#### [To be done]
Each entry below is to be printed verbatim.

(Entries taken from a collection)
========

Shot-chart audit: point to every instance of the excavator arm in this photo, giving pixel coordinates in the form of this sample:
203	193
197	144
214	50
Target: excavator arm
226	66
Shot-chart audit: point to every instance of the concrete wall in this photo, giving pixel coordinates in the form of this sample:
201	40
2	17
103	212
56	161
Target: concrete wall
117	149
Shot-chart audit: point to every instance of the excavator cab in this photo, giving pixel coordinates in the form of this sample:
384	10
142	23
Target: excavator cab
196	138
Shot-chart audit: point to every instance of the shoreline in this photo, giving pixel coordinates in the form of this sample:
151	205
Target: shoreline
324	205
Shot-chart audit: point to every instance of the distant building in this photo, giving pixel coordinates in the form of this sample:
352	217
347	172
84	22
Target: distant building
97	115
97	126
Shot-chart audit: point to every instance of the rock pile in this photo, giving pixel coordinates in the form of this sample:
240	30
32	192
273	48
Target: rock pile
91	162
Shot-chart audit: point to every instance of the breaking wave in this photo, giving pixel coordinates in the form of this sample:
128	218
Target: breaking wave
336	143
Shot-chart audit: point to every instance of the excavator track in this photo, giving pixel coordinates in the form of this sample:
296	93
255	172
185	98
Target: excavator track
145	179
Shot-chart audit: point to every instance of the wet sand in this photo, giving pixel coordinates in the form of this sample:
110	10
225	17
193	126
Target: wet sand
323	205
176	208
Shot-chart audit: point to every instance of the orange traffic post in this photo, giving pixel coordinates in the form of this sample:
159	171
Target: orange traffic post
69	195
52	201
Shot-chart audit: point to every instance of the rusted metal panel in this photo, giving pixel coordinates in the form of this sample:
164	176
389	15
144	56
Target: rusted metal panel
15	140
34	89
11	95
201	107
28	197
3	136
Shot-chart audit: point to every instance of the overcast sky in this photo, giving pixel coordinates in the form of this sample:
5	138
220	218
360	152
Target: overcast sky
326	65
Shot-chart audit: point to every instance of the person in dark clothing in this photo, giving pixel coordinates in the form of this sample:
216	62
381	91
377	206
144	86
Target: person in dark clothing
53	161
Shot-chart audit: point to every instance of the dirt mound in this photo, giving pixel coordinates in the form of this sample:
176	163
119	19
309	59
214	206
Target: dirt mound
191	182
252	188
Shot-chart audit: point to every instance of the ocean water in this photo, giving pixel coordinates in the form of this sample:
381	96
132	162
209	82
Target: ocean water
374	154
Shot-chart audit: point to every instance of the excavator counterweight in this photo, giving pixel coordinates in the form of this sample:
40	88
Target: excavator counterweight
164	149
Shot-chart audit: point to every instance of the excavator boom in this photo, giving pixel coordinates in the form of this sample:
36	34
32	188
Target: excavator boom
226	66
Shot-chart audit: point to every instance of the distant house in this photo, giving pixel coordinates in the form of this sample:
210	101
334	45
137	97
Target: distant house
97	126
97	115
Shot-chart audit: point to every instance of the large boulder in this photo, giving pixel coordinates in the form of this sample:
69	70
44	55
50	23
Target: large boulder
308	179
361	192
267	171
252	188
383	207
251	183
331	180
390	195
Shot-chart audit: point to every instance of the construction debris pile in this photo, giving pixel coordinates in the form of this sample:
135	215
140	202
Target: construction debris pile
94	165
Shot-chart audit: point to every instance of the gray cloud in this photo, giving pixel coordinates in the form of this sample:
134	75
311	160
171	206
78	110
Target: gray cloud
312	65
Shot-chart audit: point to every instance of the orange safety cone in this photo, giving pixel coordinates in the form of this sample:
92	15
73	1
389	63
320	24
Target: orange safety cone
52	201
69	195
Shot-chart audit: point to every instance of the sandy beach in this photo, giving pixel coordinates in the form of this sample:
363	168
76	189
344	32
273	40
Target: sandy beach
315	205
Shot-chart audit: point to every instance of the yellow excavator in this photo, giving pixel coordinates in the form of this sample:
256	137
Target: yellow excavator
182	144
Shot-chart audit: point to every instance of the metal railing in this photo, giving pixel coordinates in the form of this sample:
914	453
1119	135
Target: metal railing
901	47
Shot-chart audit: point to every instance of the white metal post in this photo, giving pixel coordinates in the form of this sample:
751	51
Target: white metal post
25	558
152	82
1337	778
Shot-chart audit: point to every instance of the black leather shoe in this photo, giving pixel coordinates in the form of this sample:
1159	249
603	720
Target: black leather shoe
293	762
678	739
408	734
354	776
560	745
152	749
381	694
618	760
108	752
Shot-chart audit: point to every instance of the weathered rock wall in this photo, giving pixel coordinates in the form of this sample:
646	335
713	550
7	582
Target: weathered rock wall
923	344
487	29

========

#### [Exercise answer]
Shot-chart audit: point to every instance of the excavator arm in this photo, giving pixel coordinates in the form of this sample:
203	193
197	144
214	50
Target: excavator arm
226	66
Shot-chart audit: point to every instance of the concrete wall in this photo, giving pixel coordinates in the form of this sample:
201	40
2	17
103	212
56	161
Target: concrete wall
117	149
Shot-chart audit: point to every instance of the excavator cab in this photo, giving pixel coordinates in the form of this sample:
384	10
142	23
Target: excavator cab
196	138
Shot-chart audit: point to every instance of the shoreline in this photo, giving pixel coordinates in the form of this sample:
151	205
Target: shoreline
324	205
Shot-chart audit: point to every instance of the distant building in this photo, giving pixel coordinates in the form of this sample:
352	217
347	172
84	22
Target: distant building
97	115
97	126
Shot-chart audit: point to every instance of the rock pile in this photo, giving pixel coordinates in the form of this sample:
240	30
32	192
273	48
Target: rock pile
91	162
Shot-chart audit: point to every instance of the breaking wave in this photo, giving pixel coordinates in the form of this sample:
128	218
Target: breaking wave
336	143
Shot-chart audit: point to every instance of the excavator track in this photo, giving pixel coordinates in the form of this sample:
296	93
255	172
185	98
Target: excavator track
145	179
Shot-chart audit: point to every instance of the wet sand in this photo, giving pixel coordinates in the form of this sample:
110	10
225	17
193	126
Target: wet sand
323	205
176	208
Shot-chart audit: point to every instance of the orange traffic post in this photo, giving pixel coordinates in the form of this sample:
159	171
Target: orange traffic post
69	195
52	201
Shot-chart audit: point to every instance of the rusted metal panel in this photo, giving pixel coordinates in the form of this sample:
164	176
389	15
144	56
Target: rusted metal panel
15	140
34	89
11	95
201	107
28	197
3	136
Shot-chart audit: point to every instance of the overcast sky in this photo, giving pixel coordinates in the form of this sample:
5	138
220	218
360	152
Target: overcast sky
326	65
Shot-chart audit: point to every instance of the person in dark clothing in this photo, giving pixel coordinates in the form of this sample:
216	62
381	91
377	206
144	86
Target: person in dark clothing
53	161
Shot-chart audit: point to every instance of the dirt mound in this photo, giving pixel coordinates in the form of this sample:
176	163
119	19
309	59
214	206
Target: dirt mound
191	182
252	188
Shot-chart audit: point to every instance of the ocean water in this photo, giving pixel coordinates in the form of this sample:
381	96
132	162
209	82
Target: ocean water
374	154
Shot-chart audit: point to every instance of the excavator counterweight in this photo, giving pixel coordinates in the form of this sample:
40	88
Target: excavator counterweight
164	149
Shot-chart audit: point to every instance of the excavator boom in this photo, giving pixel coordinates in the form of this sample:
36	34
32	188
Target: excavator boom
226	66
Shot-chart audit: point to every instance of the distant house in this photo, giving pixel coordinates in the form of this sample:
210	101
334	45
137	97
Target: distant house
97	126
97	115
Shot-chart audit: point to every instance of the large boulder in this photo, giving pixel coordinates in the form of this sample:
69	70
44	55
50	23
Target: large boulder
308	179
361	192
267	171
252	188
383	207
251	183
331	180
390	195
Shot-chart audit: point to every instance of the construction debris pile in this photo, giving pixel coordinates in the form of this sample:
135	215
140	202
Target: construction debris pile
94	165
Shot-chart audit: point to every instance of the gray cloud in this photo, giving pixel coordinates in the form of this sample:
134	75
311	160
171	206
78	110
Target: gray cloud
312	65
Shot-chart audit: point to every instance of the orange safety cone in this photo, giving pixel coordinates in the form of this sample:
92	15
73	1
389	63
320	24
Target: orange safety cone
52	201
69	195
Shot-chart audit: point to every instance of the sandy beach in this photo, giving pixel coordinates in the form of this sample:
363	168
76	189
344	32
273	40
Target: sandy beach
315	205
Shot-chart audit: point to every instance of the yellow excavator in this photo, giving pixel coordinates in the form of this sample:
256	137
Target: yellow excavator
182	144
Shot-chart audit: point to every instance of the metal railing in this photo, giving pixel coordinates in the form of this sample:
914	453
1119	135
Target: metal railing
901	47
Shot-chart audit: point to every instance of the white metal post in this photo, giving pixel coordinates in the form of this sample:
751	51
Target: white metal post
25	558
152	82
1337	778
Shot-chart audit: point to every instance of the black leather shoe in this photo, giving pixel coordinates in the form of this sample:
1159	249
603	720
Target: black leather shoe
293	762
678	739
408	734
354	776
560	745
152	749
381	694
618	760
108	752
Shot-chart audit: point to every instance of the weathered rock wall in this photo, giving pixel coordinates in the form of this sample:
646	335
713	550
7	582
Target: weathered rock wall
923	344
487	29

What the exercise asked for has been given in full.